→ **About this exercise**:
Reproduce exactly, and only, the lines below from the one containing "Target: pointed spire finial" through the one containing "Where can the beige".

→ **Available data**:
- Opening Delimiter -

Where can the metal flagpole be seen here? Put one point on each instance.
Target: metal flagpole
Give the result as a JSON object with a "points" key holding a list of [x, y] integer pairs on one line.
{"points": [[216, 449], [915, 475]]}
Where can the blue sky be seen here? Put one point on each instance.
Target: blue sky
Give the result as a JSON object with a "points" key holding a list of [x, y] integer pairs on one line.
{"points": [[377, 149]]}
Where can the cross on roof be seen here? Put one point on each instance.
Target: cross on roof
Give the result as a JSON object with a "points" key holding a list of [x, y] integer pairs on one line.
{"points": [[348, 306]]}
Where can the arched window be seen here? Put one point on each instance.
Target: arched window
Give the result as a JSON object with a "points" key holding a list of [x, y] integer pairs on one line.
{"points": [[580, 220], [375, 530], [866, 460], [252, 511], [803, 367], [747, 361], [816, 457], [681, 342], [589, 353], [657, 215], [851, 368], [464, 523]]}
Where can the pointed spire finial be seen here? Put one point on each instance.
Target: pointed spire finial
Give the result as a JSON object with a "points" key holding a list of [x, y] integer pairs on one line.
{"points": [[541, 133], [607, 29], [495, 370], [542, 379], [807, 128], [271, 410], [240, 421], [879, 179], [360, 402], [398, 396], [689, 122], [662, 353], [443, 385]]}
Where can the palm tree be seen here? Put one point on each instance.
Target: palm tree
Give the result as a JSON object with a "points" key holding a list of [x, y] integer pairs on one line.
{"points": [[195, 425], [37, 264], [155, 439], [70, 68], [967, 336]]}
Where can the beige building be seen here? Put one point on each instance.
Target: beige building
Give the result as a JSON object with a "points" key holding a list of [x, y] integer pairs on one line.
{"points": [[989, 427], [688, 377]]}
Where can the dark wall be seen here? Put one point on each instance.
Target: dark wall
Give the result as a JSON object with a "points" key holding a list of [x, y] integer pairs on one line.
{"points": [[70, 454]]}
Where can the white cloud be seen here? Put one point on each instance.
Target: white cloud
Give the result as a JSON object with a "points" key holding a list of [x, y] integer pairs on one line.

- Closing Delimiter -

→ **Output of the exercise**:
Target: pointed spire finial
Give the result as a JSON object with a "points" key holding a list of [x, y] integer pairs on one line.
{"points": [[541, 133], [607, 29], [495, 370], [542, 379], [807, 128], [271, 410], [240, 421], [879, 179], [360, 402], [398, 396], [689, 122], [662, 353], [443, 385]]}
Where can the palm tree be seen here? Put one point on each instance.
Target: palm tree
Give the result as a JSON object with a "points" key holding a list of [x, y] integer pairs on one line.
{"points": [[195, 425], [37, 264], [155, 439], [70, 68], [967, 336]]}
Where can the beige building be seen here? Put one point on each instance.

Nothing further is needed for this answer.